[EXERCISE INSTRUCTIONS]
Could you give again exactly, and only, the lines from the one holding "Can you see the large" through the end of the data, both ends included, with pictures left out?

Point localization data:
╭──

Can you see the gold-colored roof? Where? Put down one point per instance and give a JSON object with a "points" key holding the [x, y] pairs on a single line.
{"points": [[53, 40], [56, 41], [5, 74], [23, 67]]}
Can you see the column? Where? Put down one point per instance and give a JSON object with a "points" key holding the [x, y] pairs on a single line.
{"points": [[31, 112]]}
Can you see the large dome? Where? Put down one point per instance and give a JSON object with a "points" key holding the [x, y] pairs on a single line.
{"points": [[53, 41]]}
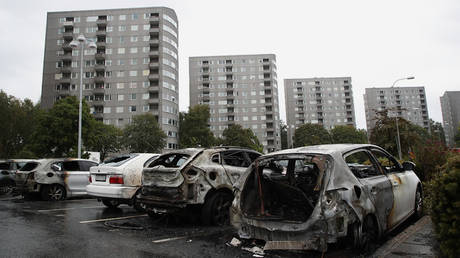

╰──

[TASK SOLUTION]
Can you see the large dome? Where? Put down one point per instance and give a JSON object with a "points" key holding the [x, y] pairs on a single line.
{"points": [[53, 41]]}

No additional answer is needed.